Stated exercise:
Reproduce every line of the entries below verbatim, but omit the pictures from your answer.

Point annotations for photographs
Begin

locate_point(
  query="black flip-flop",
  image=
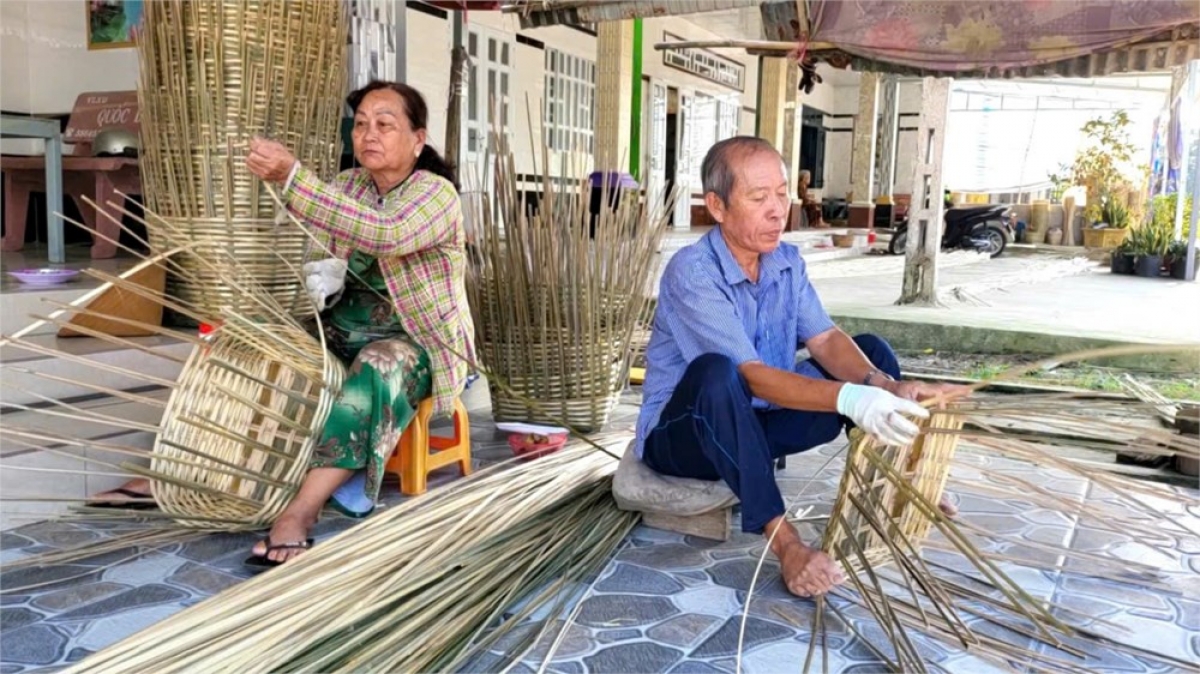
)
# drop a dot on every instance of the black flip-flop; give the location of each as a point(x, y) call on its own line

End

Final result:
locate_point(
  query="black flip-flop",
  image=
)
# drop a dot on every instance of the black flip-flop; give the location of each as a point(x, y) call on its own line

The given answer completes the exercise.